__Excerpted records__
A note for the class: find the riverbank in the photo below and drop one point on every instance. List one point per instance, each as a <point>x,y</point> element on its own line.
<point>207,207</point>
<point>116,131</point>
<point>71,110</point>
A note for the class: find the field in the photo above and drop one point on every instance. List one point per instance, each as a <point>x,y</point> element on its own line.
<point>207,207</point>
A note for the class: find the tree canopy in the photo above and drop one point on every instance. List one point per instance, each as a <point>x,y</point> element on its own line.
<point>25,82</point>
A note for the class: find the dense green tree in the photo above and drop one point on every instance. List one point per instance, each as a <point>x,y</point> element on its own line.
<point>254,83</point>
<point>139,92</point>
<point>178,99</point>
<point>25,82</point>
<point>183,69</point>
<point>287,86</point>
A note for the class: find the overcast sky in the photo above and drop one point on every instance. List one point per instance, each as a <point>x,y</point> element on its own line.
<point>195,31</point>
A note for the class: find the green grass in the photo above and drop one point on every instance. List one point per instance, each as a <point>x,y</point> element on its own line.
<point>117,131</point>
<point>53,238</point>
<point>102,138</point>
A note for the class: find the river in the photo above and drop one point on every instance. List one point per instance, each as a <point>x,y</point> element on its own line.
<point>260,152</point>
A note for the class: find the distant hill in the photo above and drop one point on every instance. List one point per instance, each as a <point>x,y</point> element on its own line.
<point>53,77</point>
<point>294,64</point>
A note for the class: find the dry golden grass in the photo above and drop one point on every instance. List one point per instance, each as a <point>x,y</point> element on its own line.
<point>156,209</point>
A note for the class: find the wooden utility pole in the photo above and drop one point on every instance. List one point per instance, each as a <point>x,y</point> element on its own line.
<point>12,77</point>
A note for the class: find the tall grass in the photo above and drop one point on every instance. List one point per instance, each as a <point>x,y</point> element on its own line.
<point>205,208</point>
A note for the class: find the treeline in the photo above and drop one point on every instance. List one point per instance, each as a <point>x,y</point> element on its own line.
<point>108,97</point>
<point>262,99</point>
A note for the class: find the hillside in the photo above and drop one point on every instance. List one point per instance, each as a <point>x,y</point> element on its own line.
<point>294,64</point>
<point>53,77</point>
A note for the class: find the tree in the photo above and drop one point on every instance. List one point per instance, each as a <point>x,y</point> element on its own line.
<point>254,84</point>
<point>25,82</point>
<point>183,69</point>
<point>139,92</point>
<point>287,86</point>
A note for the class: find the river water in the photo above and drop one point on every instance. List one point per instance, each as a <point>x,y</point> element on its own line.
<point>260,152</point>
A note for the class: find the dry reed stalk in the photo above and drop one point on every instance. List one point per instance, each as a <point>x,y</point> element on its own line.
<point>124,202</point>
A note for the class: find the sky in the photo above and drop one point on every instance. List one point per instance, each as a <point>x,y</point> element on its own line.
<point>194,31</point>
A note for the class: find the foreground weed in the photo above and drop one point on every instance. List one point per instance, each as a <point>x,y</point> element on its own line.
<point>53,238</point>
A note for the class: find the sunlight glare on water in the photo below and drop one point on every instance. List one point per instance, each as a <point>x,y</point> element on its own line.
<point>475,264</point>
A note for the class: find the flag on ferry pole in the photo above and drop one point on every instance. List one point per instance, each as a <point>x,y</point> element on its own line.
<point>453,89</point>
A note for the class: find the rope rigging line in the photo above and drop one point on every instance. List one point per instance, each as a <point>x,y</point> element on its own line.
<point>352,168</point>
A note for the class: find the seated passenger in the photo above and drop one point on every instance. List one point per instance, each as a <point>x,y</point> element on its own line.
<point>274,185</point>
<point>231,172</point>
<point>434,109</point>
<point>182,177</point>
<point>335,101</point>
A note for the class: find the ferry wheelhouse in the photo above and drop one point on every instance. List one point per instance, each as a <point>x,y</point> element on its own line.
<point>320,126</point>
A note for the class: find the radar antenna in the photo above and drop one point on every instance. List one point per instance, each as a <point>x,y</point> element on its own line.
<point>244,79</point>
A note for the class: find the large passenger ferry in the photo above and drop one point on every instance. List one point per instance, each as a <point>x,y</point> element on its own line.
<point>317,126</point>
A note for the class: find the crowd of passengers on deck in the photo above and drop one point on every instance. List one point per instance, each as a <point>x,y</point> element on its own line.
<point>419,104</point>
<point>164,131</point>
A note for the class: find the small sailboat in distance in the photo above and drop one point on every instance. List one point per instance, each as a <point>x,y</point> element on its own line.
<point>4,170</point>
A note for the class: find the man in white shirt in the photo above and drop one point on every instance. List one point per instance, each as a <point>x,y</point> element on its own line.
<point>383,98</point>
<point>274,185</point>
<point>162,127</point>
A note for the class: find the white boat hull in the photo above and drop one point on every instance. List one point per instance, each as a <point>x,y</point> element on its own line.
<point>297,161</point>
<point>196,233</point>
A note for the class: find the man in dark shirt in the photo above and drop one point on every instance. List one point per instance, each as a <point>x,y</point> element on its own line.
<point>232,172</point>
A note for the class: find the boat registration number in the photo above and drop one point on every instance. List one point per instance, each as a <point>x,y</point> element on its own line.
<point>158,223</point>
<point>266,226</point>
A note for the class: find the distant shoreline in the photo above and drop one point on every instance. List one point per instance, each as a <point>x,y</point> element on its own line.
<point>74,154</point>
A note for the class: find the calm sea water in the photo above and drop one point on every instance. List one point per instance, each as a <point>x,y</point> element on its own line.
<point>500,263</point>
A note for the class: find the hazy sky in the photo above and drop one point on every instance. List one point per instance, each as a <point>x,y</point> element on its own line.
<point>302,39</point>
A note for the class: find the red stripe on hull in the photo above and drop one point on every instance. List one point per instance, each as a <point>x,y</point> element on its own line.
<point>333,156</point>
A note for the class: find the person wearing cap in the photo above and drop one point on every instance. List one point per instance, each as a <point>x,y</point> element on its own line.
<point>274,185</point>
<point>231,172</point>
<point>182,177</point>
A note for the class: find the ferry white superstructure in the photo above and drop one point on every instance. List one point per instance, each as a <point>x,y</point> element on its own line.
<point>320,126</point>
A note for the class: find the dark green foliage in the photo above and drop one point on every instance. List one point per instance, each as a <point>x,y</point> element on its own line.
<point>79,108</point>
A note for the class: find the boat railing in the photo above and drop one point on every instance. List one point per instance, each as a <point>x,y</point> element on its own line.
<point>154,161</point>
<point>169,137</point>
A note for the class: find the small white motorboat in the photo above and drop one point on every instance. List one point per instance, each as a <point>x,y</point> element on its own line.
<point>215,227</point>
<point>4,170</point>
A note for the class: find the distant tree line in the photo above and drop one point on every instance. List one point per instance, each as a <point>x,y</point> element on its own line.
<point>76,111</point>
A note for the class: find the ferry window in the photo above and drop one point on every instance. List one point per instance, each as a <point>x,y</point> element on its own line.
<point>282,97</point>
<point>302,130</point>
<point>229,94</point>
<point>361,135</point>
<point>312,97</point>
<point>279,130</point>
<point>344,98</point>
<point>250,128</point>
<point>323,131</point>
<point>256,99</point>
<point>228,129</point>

__Task directions__
Give everything in the material above, from the line containing "A note for the class: find the large" down to the line containing "<point>162,127</point>", as a numbered list with both of those lines included and any blank lines left out.

__Output__
1. A note for the class: find the large passenger ferry in the photo above and drop one point on every instance. List one point per instance, each as a <point>x,y</point> element on its own line.
2. <point>317,126</point>
3. A note for the class: find the crowd of passengers on deck in the photo above and drop one point on every instance. List one point per instance, each as a <point>x,y</point> element on its own line.
4. <point>419,104</point>
5. <point>164,131</point>
6. A note for the class: find the small sailboat in distance in the photo above and drop one point on every instance. List one point per instance, each as a <point>x,y</point> element on its own line.
7. <point>4,170</point>
8. A note for the class: find the man in white shirt in the photo above and drop one point on every instance. List one point per instance, each as a <point>x,y</point> element on its own line.
9. <point>383,98</point>
10. <point>274,185</point>
11. <point>162,127</point>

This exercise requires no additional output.